» ТЕКСТ ДЛЯ ЧТЕНИЯ
=====

Организационную форму, в которой предстояло свершиться этому иррациональному и убийственному прорыву, также следовало признать распространившейся моделью, хотя опять-таки в ином обличье и с иной интенсивностью: это «трудовой лагерь», превратившийся в «концентрационный лагерь». Принудительный, милитаризирующий момент фордистского наступления нашел наиболее открытое и брутальное выражение именно в этих «лагерях». Насколько глубоко был уже усвоен капитализм, видно по тому, что существовали даже добровольные формы трудовых лагерей. В 20-е гг. в Германии не только праворадикальные, но и левые, профсоюзные и даже коммунистические молодежные организации создавали подобные лагеря почти религиозного «затрачивания труда», которые предвосхищали «трудовую службу» нацистов. Под впечатлением массовой безработицы при экономическом кризисе эта форма отчужденной, военизированной государственной организации «абстрактного труда» с 1935 г. распространилась и в США:
 
«Еще в марте Конгресс утвердил Акт о помощи безработным, на основе которого был создан Гражданский корпус охраны среды (ССС). В его рамках добровольцы в возрасте между 18 и 25 голами собирались вместе в своего рода трудовых лагерях и использовались для работ по охране природы и ландшафтов. В 1935 г. на основе таких лагерей работало полмиллиона молодых людей за плату в 30 долларов» (U. Sautter. Geschichte der Vereinigten Staaten von Amerika. Stuttgart, 1994. S.383).

=====

» ИСХОДНЫЕ ДАННЫЕ
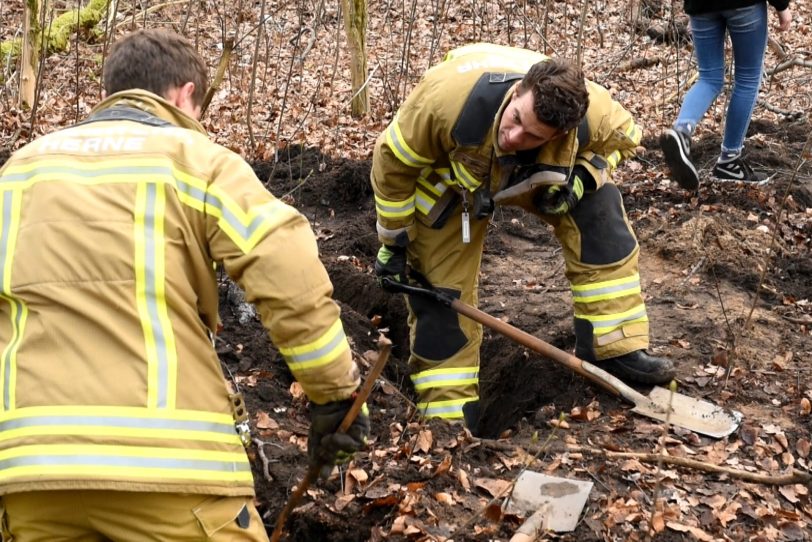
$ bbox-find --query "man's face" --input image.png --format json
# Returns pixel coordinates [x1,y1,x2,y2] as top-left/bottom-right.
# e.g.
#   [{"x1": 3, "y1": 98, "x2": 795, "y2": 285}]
[{"x1": 496, "y1": 85, "x2": 563, "y2": 152}]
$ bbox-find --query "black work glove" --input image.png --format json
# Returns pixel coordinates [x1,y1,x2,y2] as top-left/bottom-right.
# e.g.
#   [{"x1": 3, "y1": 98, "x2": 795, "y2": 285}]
[
  {"x1": 533, "y1": 165, "x2": 595, "y2": 216},
  {"x1": 307, "y1": 399, "x2": 369, "y2": 478},
  {"x1": 375, "y1": 245, "x2": 406, "y2": 283}
]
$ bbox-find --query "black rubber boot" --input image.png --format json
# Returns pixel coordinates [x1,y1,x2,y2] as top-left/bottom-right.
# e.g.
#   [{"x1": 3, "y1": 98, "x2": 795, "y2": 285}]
[
  {"x1": 462, "y1": 399, "x2": 479, "y2": 437},
  {"x1": 593, "y1": 350, "x2": 674, "y2": 384}
]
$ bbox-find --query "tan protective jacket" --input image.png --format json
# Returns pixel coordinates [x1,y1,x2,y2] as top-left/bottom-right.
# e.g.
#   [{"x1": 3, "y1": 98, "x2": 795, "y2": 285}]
[
  {"x1": 0, "y1": 91, "x2": 358, "y2": 495},
  {"x1": 372, "y1": 43, "x2": 641, "y2": 245}
]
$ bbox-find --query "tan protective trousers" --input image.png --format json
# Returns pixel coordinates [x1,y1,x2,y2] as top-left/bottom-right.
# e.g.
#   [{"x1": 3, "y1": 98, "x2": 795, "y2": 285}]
[
  {"x1": 407, "y1": 184, "x2": 648, "y2": 419},
  {"x1": 0, "y1": 490, "x2": 268, "y2": 542}
]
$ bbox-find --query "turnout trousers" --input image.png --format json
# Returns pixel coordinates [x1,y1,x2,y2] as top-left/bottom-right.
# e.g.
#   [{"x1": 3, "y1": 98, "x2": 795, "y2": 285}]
[
  {"x1": 406, "y1": 183, "x2": 649, "y2": 420},
  {"x1": 0, "y1": 489, "x2": 268, "y2": 542}
]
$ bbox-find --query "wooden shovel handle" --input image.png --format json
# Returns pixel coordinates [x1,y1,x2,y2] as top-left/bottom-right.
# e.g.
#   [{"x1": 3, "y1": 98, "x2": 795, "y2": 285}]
[
  {"x1": 450, "y1": 299, "x2": 645, "y2": 404},
  {"x1": 271, "y1": 335, "x2": 392, "y2": 542}
]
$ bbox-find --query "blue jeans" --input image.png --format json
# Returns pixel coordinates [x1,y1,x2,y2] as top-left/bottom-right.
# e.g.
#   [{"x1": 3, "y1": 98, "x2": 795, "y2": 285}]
[{"x1": 674, "y1": 2, "x2": 767, "y2": 154}]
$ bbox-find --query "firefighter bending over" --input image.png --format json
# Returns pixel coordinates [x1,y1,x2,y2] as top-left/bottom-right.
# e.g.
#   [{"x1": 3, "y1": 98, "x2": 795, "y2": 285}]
[
  {"x1": 0, "y1": 30, "x2": 369, "y2": 542},
  {"x1": 372, "y1": 43, "x2": 674, "y2": 430}
]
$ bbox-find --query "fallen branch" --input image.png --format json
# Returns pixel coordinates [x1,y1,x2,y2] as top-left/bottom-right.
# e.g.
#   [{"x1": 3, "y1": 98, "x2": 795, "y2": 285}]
[
  {"x1": 767, "y1": 57, "x2": 812, "y2": 75},
  {"x1": 254, "y1": 438, "x2": 273, "y2": 482},
  {"x1": 200, "y1": 37, "x2": 234, "y2": 119},
  {"x1": 757, "y1": 98, "x2": 804, "y2": 119},
  {"x1": 615, "y1": 56, "x2": 662, "y2": 73}
]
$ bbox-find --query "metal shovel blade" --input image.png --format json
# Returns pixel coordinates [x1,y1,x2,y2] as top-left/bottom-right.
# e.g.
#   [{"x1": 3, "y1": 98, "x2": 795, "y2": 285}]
[
  {"x1": 632, "y1": 386, "x2": 742, "y2": 438},
  {"x1": 505, "y1": 470, "x2": 592, "y2": 533}
]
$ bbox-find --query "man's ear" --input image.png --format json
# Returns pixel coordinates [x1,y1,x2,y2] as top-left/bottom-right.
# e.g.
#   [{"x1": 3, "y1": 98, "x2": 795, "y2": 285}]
[{"x1": 175, "y1": 81, "x2": 195, "y2": 109}]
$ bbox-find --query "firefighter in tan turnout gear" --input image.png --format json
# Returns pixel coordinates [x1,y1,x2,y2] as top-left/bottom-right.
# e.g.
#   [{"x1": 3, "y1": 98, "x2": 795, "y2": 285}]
[
  {"x1": 0, "y1": 30, "x2": 369, "y2": 542},
  {"x1": 372, "y1": 43, "x2": 673, "y2": 429}
]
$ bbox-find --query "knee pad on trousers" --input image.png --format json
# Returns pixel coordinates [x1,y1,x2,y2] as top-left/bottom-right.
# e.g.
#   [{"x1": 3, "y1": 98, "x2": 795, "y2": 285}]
[
  {"x1": 570, "y1": 183, "x2": 637, "y2": 265},
  {"x1": 409, "y1": 288, "x2": 468, "y2": 361}
]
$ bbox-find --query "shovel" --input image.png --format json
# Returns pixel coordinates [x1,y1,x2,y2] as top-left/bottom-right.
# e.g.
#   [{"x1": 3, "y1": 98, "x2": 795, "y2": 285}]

=====

» СПИСОК ЗАДАНИЙ
• 1. Назовите все виды организаций, которые, согласно тексту о трудовых лагерях, создавали такие лагеря в Германии в 20-е годы.
• 2. Сколько молодых людей работало в 1935 году в американских лагерях на основе Гражданского корпуса охраны среды, по данным текста о трудовых лагерях?
• 3. Объясните, почему, согласно тексту о трудовых лагерях, эта форма организации труда с 1935 года распространилась и в США.
Пункты с данными взяты из другого источника.

» НАБОР ОТВЕТОВ
• 1. Праворадикальные, левые, профсоюзные и коммунистические молодежные организации.

• 2. Полмиллиона.

• 3. Она распространилась под впечатлением массовой безработицы во время экономического кризиса.